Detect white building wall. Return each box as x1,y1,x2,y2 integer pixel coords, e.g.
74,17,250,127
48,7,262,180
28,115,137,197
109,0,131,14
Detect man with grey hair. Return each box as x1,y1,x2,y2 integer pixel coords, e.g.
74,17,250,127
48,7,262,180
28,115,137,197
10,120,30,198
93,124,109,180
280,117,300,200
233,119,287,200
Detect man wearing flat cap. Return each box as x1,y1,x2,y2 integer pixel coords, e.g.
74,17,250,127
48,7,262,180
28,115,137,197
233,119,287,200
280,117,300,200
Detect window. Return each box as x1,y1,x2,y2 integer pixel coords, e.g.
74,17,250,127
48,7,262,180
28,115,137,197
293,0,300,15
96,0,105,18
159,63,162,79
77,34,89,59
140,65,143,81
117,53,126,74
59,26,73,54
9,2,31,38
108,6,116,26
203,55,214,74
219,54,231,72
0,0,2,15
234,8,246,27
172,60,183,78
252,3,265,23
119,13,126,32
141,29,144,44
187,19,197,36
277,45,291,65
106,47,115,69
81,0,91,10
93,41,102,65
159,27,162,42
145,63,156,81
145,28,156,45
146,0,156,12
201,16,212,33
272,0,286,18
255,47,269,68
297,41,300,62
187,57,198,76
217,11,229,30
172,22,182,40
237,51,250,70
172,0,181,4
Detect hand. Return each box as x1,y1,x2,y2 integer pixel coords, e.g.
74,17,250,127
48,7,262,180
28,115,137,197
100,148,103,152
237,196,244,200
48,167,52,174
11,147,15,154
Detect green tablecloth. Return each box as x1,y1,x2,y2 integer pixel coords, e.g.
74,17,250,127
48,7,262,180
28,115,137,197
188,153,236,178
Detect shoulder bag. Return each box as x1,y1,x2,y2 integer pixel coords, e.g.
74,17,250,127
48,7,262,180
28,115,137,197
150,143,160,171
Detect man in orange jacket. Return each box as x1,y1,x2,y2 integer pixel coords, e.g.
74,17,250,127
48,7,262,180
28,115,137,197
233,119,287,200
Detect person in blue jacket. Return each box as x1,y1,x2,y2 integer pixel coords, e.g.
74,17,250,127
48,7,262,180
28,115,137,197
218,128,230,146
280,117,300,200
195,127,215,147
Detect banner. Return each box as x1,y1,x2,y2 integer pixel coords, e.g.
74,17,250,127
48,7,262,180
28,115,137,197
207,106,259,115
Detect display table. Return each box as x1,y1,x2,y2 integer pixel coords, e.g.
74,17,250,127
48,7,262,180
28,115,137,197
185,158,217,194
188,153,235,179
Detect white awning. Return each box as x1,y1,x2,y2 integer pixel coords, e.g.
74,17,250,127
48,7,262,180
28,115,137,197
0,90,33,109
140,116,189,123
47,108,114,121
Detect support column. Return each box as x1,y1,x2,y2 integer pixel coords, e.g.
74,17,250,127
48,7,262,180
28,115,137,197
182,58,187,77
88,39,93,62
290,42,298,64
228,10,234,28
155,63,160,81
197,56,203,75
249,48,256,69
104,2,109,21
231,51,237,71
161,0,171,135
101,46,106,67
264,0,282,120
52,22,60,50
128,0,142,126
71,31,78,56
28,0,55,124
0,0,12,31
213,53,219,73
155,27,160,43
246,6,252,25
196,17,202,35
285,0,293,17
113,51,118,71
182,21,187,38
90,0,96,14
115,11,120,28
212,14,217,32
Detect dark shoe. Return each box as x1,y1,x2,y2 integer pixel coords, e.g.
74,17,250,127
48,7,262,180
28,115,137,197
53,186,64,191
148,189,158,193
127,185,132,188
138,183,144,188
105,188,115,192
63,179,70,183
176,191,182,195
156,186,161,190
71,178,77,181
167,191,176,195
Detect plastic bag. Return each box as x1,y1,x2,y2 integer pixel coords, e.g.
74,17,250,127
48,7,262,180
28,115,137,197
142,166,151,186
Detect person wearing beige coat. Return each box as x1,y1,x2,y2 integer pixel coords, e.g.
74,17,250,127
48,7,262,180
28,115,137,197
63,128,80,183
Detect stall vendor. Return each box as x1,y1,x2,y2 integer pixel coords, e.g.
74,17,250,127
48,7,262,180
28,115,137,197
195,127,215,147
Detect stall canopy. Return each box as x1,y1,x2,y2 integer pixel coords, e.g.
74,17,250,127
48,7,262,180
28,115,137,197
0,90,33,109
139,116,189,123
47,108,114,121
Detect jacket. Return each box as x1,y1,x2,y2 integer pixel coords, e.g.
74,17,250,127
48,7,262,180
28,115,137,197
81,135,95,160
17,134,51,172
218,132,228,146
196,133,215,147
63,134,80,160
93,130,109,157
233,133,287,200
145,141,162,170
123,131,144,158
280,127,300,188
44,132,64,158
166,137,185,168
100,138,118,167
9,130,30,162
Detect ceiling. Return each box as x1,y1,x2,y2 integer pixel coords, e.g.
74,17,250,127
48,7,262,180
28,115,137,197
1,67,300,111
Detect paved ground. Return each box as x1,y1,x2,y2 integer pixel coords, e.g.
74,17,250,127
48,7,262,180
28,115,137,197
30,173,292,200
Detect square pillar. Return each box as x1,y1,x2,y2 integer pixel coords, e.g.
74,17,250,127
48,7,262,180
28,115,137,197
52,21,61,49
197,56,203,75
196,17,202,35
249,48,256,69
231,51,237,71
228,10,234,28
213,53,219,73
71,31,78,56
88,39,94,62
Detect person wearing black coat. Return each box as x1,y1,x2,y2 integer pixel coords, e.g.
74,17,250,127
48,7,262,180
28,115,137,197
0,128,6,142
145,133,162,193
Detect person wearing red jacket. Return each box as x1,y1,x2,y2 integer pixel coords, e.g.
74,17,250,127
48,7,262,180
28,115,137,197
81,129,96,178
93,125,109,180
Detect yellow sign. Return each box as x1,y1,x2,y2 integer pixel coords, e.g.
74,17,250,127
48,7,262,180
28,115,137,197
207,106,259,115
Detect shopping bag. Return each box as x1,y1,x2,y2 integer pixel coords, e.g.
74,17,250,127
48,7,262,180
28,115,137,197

● **REQUIRED ACTION**: Each line in the listing above is to be returned unchanged.

● **EXERCISE RESPONSE**:
Detect white building wall. Return each box as x1,y1,x2,y2 integer pixel coords, e.g.
74,17,250,127
48,7,262,180
28,115,137,197
109,0,131,14
Detect man with grey hair. Return each box as x1,y1,x2,y2 integer pixel coords, e.g.
74,17,250,127
48,7,262,180
28,115,137,197
10,120,30,198
93,124,109,180
280,117,300,200
233,119,287,200
Detect man wearing flat cap. Return each box as x1,y1,x2,y2 integer pixel coords, e.g.
74,17,250,127
48,7,262,180
28,115,137,197
233,119,287,200
280,117,300,200
Detect window. Return each box as x1,y1,x2,y2 integer pixel coords, e.g.
74,17,250,127
48,7,262,180
28,115,137,197
293,0,300,15
96,0,105,18
159,63,162,79
77,34,89,59
140,65,143,81
117,53,126,74
59,26,73,54
9,2,31,38
108,6,116,26
203,55,214,74
219,54,231,72
0,0,2,15
234,8,246,27
172,60,183,78
252,3,265,23
119,13,126,32
141,29,144,44
187,19,197,36
277,45,291,65
106,47,115,69
81,0,91,10
93,41,102,65
159,27,162,42
145,63,156,81
145,28,156,45
146,0,156,12
201,16,212,33
272,0,286,18
255,47,269,68
297,41,300,62
187,57,198,76
217,11,229,30
172,22,182,40
237,51,250,70
172,0,181,4
Detect hand. Return each box as x1,y1,x2,y2 integer pixel coords, e.g.
74,17,250,127
48,7,262,180
28,115,137,197
100,148,103,152
237,196,244,200
48,167,52,174
11,147,15,154
Detect green tablecloth. Return each box as x1,y1,x2,y2 integer pixel coords, e.g.
74,17,250,127
48,7,262,180
28,115,137,197
188,153,236,178
Detect shoulder bag. Return each box as x1,y1,x2,y2 integer pixel coords, e.g.
74,17,250,127
48,7,262,180
28,115,137,197
150,143,160,171
Detect man in orange jacket. Return each box as x1,y1,x2,y2 integer pixel coords, e.g.
74,17,250,127
48,7,262,180
28,115,137,197
233,119,287,200
Detect person in blue jacket. Return each box as x1,y1,x2,y2 integer pixel coords, e.g.
74,17,250,127
48,7,262,180
28,115,137,197
218,128,230,146
280,117,300,200
195,127,215,147
Detect banner. Return each box as x1,y1,x2,y2 integer pixel coords, e.g.
74,17,250,127
48,7,262,180
28,115,137,197
207,106,259,115
Detect display table. Return each box as x1,y1,x2,y2 integer pixel coords, e.g.
74,17,250,127
48,7,262,180
28,115,137,197
185,158,217,194
188,153,235,179
Detect white awning. Return each box as x1,y1,x2,y2 integer pixel coords, e.g.
74,17,250,127
48,7,262,180
28,115,137,197
0,90,33,109
140,116,189,123
47,108,114,121
Detect support column. Return each box as x1,y1,x2,y2 integer pixel coords, e.g.
74,17,250,127
48,7,262,180
28,115,137,197
182,58,187,77
88,39,93,62
290,42,298,64
228,10,234,28
155,63,160,81
197,56,203,75
249,48,256,69
104,2,109,21
231,51,237,71
161,0,171,135
101,46,106,67
264,0,282,120
52,22,60,50
128,0,142,126
71,31,78,56
28,0,55,124
0,0,12,31
213,53,219,73
155,27,160,43
246,6,252,25
196,17,202,35
285,0,293,17
113,51,118,71
182,21,187,38
90,0,96,14
115,11,120,28
212,14,217,32
Detect dark shoe. Return each box as x1,y1,x2,y2 integer pixel coords, e.g.
74,17,250,127
48,7,262,180
28,115,137,197
53,186,64,191
148,189,158,193
127,185,132,188
138,183,144,188
105,188,115,192
63,179,70,183
176,191,182,195
156,186,161,190
71,178,77,181
167,191,176,195
Detect plastic bag. Return each box as x1,y1,x2,y2 integer pixel coords, e.g.
74,17,250,127
48,7,262,180
28,115,137,197
142,166,151,186
Detect person wearing beige coat. Return each box as x1,y1,x2,y2 integer pixel coords, e.g.
74,17,250,127
48,7,262,180
28,115,137,197
63,128,80,183
Detect stall vendor. Return each box as x1,y1,x2,y2 integer pixel coords, e.g.
74,17,250,127
48,7,262,180
28,115,137,197
195,127,215,147
Detect stall canopy. Return each box as x1,y1,x2,y2 integer pixel coords, e.g.
74,17,250,127
48,7,262,180
28,115,137,197
0,90,33,109
139,116,189,123
47,108,114,121
Detect jacket. Return each box as x1,y1,x2,y2 integer pixel coords, e.g.
74,17,250,127
48,7,262,180
28,115,137,197
81,135,95,160
17,134,51,172
218,132,228,146
196,133,215,147
63,134,80,160
93,130,109,157
233,133,287,200
145,141,162,170
123,131,144,158
280,127,300,188
44,132,64,158
166,137,185,168
100,138,118,167
9,130,30,162
Detect ceiling. Return each box as x1,y1,x2,y2 integer pixel coords, e.g.
74,17,250,127
48,7,262,180
28,115,137,197
1,67,300,111
Detect paved ground. Return each box as x1,y1,x2,y2 integer pixel coords, e.g.
74,17,250,127
48,7,262,180
28,115,137,197
30,173,292,200
Detect square pillar. Return each box as x1,y1,x2,y2 integer pixel coords, e.g.
74,17,250,127
48,7,262,180
28,115,137,197
52,21,61,49
197,56,203,75
196,17,202,35
249,48,256,69
231,51,237,71
228,10,234,28
213,53,219,73
71,31,78,56
88,39,94,62
Detect person wearing black coat. Return each box as x1,y1,x2,y2 integer pixel coords, e.g.
74,17,250,127
48,7,262,180
28,115,137,197
0,128,6,142
145,133,162,193
Detect person wearing red jacket. Return each box as x1,y1,x2,y2 integer pixel coords, e.g.
74,17,250,127
48,7,262,180
28,115,137,197
81,129,96,178
93,125,109,180
Detect yellow sign. Return each box as x1,y1,x2,y2 integer pixel coords, e.g.
74,17,250,127
48,7,262,180
28,115,137,197
207,106,259,115
Detect shopping bag. Return each box as x1,y1,x2,y2 integer pixel coords, e.g.
74,17,250,127
48,7,262,180
28,115,137,197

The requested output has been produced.